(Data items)
'''

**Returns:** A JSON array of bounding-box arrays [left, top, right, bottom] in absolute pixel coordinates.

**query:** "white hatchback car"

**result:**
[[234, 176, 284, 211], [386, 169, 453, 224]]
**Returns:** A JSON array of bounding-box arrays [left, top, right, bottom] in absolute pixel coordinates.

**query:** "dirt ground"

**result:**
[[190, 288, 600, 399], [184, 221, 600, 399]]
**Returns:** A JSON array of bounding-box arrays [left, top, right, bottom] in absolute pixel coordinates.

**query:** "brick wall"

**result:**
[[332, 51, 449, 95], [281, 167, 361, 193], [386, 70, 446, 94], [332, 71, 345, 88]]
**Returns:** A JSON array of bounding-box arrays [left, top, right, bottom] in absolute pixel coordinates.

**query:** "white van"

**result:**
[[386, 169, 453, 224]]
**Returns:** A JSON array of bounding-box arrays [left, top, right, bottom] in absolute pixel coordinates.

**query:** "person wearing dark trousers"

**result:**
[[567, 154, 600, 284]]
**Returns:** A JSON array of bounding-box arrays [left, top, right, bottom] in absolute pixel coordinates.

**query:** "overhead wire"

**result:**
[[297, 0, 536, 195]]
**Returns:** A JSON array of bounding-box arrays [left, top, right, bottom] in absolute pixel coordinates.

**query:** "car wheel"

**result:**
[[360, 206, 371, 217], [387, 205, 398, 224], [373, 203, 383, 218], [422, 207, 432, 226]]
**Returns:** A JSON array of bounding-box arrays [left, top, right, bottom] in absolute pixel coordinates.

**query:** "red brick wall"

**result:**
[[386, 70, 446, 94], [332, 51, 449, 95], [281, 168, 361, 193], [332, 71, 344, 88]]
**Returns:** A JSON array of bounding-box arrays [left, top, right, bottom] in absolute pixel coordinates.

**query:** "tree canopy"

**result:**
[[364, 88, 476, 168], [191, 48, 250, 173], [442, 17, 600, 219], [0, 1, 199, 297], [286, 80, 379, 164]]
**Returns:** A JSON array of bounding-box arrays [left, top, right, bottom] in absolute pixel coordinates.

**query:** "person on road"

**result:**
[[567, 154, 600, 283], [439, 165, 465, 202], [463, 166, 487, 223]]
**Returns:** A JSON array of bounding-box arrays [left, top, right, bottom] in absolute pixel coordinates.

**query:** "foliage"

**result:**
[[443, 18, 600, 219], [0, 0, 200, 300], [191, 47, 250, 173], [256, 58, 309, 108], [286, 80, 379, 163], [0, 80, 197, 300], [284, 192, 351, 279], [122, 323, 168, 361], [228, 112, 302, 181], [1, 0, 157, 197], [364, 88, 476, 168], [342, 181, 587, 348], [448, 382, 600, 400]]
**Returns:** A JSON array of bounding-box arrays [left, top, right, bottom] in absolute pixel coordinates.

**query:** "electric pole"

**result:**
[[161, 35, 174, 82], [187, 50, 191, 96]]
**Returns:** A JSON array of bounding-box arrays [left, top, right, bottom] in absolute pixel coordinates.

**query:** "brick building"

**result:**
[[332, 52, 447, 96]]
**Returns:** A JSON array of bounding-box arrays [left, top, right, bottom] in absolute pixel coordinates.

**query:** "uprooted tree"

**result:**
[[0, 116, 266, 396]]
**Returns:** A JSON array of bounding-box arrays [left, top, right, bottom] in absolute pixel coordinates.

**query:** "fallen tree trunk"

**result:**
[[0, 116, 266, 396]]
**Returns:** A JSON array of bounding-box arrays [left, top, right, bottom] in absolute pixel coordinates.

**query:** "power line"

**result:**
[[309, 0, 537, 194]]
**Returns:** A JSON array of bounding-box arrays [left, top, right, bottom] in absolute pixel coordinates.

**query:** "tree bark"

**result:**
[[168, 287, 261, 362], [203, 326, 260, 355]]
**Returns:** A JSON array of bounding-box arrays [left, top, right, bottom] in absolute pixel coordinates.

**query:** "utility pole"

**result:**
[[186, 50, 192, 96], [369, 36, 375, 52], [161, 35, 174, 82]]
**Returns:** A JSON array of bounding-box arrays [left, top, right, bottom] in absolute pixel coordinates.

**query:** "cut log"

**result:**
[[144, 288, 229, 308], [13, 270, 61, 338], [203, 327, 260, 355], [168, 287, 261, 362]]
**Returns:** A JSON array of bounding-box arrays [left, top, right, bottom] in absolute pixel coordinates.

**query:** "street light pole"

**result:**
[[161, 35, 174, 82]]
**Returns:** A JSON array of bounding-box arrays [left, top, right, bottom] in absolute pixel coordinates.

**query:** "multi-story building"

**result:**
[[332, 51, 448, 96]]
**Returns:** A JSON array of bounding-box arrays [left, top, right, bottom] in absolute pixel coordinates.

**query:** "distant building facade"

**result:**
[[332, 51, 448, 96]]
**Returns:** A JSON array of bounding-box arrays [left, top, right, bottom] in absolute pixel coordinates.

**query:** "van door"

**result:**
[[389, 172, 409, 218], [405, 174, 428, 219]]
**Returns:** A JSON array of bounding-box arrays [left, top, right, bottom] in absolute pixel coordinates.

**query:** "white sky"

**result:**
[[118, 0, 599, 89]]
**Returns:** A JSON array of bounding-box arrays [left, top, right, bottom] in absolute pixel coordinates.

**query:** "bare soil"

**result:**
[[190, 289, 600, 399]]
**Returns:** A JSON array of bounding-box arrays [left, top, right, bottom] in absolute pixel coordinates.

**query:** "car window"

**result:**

'''
'''

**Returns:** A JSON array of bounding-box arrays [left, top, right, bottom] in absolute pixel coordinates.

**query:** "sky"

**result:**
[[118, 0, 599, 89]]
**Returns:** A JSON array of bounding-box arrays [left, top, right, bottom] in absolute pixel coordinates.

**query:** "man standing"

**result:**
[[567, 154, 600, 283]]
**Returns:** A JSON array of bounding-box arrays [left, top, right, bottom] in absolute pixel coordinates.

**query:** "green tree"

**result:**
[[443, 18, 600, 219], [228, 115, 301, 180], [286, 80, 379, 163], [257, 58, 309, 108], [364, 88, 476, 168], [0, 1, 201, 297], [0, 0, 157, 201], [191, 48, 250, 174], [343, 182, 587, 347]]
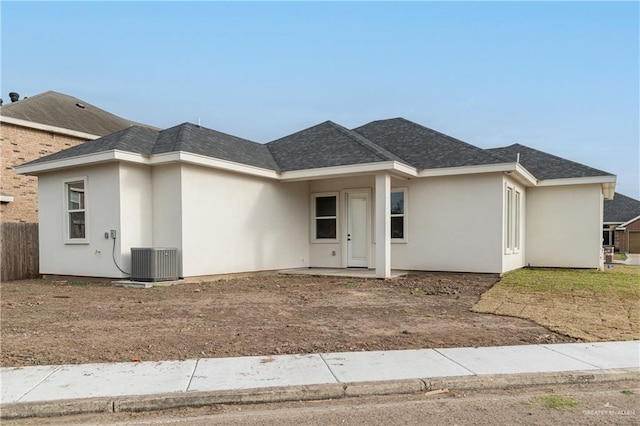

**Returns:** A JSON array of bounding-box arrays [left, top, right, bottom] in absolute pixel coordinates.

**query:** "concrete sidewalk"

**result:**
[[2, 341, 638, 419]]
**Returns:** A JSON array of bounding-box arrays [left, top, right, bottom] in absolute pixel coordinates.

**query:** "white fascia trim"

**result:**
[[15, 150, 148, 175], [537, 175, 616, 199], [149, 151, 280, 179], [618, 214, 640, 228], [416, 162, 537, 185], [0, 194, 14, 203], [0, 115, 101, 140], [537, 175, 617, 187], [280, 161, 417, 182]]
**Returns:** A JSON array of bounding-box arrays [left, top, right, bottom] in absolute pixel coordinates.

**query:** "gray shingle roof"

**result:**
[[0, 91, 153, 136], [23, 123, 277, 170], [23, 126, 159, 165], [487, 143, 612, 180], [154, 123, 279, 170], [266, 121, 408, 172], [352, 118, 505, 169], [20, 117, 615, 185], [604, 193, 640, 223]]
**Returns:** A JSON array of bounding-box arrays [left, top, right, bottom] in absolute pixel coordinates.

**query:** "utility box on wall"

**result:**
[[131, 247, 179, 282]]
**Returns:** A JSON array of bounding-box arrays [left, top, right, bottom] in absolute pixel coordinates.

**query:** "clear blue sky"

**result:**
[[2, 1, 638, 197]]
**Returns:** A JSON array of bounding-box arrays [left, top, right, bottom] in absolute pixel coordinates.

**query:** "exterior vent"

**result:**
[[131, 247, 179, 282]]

'''
'''

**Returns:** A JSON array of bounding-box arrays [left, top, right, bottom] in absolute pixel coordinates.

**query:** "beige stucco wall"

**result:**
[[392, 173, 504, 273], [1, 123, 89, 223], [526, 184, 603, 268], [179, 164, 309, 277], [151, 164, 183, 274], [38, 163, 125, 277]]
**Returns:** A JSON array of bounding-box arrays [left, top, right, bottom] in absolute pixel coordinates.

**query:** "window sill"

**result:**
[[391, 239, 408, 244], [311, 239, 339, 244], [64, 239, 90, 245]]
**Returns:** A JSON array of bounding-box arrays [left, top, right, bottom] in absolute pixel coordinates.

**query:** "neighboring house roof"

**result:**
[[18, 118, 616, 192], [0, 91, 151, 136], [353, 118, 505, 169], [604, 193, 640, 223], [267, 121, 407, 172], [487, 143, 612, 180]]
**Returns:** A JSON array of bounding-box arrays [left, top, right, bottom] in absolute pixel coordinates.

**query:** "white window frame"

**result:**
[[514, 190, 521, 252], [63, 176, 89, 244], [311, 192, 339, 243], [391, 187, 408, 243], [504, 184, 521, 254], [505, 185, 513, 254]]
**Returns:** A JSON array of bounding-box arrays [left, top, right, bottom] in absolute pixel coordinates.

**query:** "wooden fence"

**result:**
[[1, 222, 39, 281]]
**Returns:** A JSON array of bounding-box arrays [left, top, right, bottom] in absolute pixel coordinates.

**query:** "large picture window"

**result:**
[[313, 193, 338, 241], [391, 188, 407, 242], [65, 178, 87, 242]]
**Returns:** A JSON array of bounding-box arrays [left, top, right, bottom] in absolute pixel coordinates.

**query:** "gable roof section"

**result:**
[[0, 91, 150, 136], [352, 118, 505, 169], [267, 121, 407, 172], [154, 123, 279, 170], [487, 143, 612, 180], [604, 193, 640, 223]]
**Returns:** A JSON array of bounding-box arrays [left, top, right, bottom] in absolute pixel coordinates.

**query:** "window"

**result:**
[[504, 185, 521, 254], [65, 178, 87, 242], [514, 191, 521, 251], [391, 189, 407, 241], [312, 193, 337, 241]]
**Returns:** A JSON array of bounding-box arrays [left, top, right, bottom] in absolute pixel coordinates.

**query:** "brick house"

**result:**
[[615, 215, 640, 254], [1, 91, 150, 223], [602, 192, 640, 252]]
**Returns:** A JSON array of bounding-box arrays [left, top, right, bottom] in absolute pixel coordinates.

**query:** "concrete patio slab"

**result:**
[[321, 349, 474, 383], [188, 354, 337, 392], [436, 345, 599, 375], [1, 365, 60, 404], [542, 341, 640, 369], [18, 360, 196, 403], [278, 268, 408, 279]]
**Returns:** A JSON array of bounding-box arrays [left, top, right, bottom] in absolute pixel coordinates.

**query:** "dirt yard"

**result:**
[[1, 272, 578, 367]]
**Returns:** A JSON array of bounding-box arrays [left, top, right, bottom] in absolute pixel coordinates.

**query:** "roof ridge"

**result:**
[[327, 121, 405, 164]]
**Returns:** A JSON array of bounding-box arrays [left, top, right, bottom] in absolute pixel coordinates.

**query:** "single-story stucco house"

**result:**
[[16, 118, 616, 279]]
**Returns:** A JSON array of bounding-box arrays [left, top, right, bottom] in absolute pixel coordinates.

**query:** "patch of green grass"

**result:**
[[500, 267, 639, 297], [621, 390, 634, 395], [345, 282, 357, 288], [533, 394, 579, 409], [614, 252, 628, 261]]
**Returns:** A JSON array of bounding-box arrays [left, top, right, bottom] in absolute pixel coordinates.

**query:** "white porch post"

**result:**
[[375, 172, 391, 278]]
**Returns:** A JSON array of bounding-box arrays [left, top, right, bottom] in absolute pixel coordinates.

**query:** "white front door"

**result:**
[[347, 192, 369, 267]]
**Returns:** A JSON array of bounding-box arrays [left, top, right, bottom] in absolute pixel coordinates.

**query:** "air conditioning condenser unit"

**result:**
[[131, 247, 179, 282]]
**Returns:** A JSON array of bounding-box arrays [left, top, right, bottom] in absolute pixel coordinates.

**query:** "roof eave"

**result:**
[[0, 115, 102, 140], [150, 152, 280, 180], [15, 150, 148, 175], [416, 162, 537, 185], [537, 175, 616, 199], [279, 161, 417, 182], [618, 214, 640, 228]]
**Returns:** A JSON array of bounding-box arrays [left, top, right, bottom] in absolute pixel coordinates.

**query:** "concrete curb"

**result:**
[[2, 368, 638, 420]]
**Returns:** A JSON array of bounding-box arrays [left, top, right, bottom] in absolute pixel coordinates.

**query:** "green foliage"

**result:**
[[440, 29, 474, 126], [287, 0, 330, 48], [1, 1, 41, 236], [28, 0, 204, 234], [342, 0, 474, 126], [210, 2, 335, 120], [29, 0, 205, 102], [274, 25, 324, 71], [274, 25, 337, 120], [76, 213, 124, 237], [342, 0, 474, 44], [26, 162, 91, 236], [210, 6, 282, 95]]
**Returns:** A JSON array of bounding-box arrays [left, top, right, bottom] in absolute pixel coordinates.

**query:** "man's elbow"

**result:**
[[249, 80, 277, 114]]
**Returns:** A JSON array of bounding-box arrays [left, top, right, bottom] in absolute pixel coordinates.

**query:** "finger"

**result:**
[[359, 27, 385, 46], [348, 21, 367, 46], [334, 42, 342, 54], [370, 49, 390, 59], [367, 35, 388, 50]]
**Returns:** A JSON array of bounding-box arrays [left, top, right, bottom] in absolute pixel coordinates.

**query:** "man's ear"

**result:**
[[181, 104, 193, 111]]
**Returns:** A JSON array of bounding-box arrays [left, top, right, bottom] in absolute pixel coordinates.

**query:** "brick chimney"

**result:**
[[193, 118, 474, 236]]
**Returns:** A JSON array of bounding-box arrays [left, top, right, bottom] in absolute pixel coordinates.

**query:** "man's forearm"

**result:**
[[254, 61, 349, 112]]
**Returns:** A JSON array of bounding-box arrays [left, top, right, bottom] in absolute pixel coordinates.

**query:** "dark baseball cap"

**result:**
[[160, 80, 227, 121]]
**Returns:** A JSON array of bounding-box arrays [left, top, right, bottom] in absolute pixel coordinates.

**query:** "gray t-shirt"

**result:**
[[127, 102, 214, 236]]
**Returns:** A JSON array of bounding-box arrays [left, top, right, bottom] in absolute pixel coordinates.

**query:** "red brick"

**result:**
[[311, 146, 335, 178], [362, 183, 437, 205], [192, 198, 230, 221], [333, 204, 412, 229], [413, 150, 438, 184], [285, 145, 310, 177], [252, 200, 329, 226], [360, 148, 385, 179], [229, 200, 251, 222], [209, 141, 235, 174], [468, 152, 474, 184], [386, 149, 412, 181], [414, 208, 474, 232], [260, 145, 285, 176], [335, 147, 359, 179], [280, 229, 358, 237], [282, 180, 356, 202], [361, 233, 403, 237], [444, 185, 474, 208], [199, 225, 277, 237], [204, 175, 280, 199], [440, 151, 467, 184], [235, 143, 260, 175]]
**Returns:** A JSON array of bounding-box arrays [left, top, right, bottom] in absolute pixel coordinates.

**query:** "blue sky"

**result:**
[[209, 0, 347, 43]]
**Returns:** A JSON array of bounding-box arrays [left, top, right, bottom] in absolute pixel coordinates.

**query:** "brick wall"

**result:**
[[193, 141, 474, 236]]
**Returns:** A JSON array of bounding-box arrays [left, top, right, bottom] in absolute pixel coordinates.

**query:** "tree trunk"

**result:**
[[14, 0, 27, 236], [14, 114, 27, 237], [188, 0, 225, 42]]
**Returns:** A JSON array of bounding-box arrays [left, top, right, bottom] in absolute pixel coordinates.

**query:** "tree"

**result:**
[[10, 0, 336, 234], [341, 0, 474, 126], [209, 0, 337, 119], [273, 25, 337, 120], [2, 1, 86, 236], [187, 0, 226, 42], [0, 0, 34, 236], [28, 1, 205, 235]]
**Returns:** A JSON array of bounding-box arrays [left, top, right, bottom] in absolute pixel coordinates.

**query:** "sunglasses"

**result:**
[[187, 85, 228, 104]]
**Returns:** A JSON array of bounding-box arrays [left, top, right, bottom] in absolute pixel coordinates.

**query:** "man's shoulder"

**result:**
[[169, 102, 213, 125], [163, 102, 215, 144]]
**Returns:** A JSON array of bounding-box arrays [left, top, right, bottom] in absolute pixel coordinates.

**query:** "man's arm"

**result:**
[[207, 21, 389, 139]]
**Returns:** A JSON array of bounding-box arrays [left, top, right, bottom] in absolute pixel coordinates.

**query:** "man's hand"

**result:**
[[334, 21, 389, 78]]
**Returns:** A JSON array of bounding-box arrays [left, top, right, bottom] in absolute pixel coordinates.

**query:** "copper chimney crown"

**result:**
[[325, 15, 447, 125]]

'''

Where a line of the records contains the word "door", copy that line.

▶ _Written answer_
**query:** "van door"
**query:** "white front door"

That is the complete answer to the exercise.